• [Assigned task]:
Answer with one number only: the count of lines below that hold the word "orange".
*** Record extracts Section Begins ***
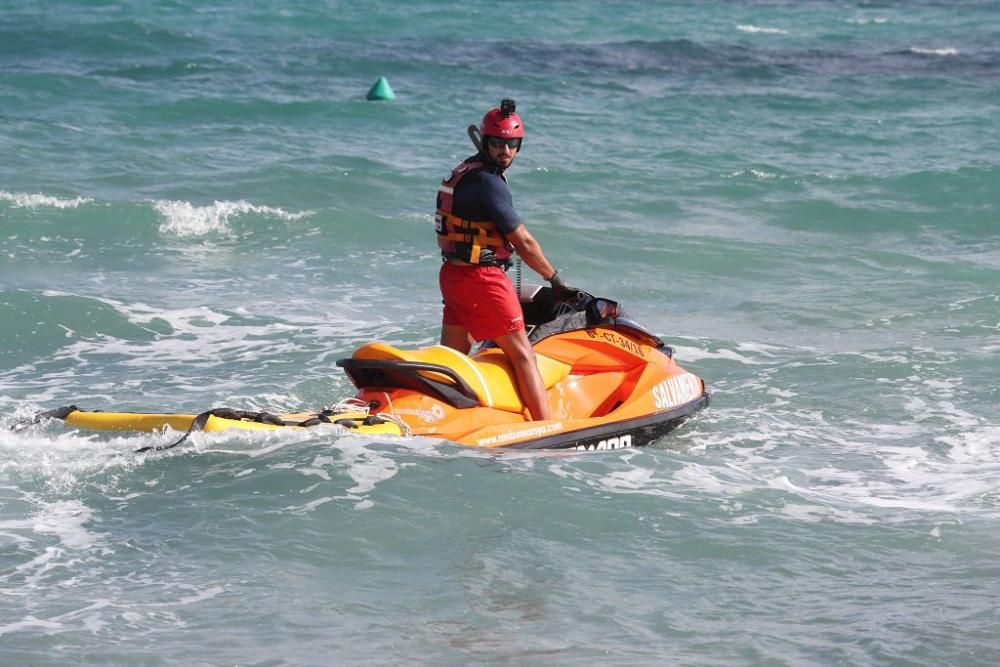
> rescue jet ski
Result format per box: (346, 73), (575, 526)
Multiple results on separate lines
(337, 287), (709, 450)
(19, 288), (709, 451)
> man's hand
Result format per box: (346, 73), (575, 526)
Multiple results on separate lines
(548, 271), (579, 300)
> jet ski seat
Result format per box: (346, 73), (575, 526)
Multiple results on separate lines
(342, 342), (571, 414)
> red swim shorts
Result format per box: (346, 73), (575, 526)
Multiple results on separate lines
(439, 262), (525, 342)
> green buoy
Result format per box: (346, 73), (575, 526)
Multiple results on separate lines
(366, 77), (396, 101)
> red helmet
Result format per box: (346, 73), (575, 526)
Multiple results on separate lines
(480, 99), (524, 139)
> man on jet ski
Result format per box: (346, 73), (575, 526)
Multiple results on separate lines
(434, 99), (575, 421)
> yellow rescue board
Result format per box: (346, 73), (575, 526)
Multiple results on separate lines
(61, 410), (405, 436)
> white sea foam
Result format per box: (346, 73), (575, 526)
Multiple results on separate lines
(727, 168), (779, 180)
(154, 199), (312, 236)
(27, 292), (373, 376)
(736, 341), (787, 357)
(0, 191), (93, 209)
(297, 496), (337, 512)
(31, 500), (101, 550)
(736, 24), (788, 35)
(672, 344), (763, 365)
(0, 615), (65, 637)
(909, 47), (959, 56)
(339, 439), (400, 497)
(777, 501), (877, 525)
(576, 366), (1000, 523)
(299, 455), (335, 481)
(172, 585), (225, 606)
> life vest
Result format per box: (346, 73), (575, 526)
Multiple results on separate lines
(435, 159), (513, 266)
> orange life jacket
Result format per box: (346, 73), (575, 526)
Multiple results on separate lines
(435, 159), (513, 266)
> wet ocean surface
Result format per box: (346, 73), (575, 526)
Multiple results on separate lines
(2, 1), (999, 664)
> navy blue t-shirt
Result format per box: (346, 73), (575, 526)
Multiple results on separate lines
(450, 155), (522, 235)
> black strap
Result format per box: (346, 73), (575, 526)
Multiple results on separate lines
(332, 415), (386, 428)
(134, 408), (274, 453)
(136, 410), (215, 453)
(441, 252), (511, 270)
(135, 408), (345, 453)
(297, 413), (332, 428)
(9, 404), (79, 432)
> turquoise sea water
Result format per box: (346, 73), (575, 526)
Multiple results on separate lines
(2, 1), (999, 664)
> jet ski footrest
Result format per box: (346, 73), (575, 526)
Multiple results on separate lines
(337, 358), (481, 409)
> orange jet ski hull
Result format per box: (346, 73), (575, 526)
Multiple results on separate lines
(337, 289), (709, 450)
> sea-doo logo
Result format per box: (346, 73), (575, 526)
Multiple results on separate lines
(652, 374), (702, 410)
(575, 434), (632, 451)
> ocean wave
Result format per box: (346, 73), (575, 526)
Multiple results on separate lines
(0, 191), (92, 209)
(385, 36), (996, 85)
(26, 499), (102, 550)
(736, 24), (789, 35)
(154, 199), (313, 236)
(671, 343), (766, 366)
(908, 47), (959, 57)
(726, 168), (779, 180)
(0, 290), (165, 368)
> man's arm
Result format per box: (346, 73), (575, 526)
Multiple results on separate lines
(506, 225), (556, 280)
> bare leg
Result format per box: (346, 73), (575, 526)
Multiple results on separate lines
(440, 324), (473, 354)
(492, 330), (551, 421)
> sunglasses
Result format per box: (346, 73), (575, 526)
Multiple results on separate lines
(486, 137), (522, 150)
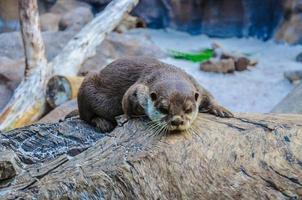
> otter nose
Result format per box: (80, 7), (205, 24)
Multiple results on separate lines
(171, 117), (184, 126)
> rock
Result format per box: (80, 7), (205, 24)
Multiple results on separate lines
(296, 52), (302, 62)
(114, 14), (146, 33)
(79, 0), (112, 4)
(132, 0), (283, 39)
(274, 13), (302, 44)
(234, 57), (250, 71)
(272, 83), (302, 114)
(0, 161), (16, 181)
(283, 0), (302, 13)
(39, 99), (78, 123)
(0, 29), (165, 76)
(0, 0), (19, 33)
(79, 31), (167, 75)
(284, 70), (302, 83)
(40, 13), (61, 32)
(200, 59), (235, 74)
(0, 57), (25, 111)
(0, 30), (77, 60)
(59, 6), (93, 31)
(50, 0), (91, 15)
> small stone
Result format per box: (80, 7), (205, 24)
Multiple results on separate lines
(235, 57), (250, 71)
(296, 52), (302, 62)
(284, 70), (302, 83)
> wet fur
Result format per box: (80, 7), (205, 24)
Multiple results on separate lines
(77, 56), (233, 132)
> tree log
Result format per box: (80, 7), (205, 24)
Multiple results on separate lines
(0, 113), (302, 199)
(0, 0), (139, 131)
(46, 76), (83, 109)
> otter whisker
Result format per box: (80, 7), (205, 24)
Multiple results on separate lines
(147, 121), (164, 137)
*** Record extracts Section Ends ***
• [Output of the task]:
2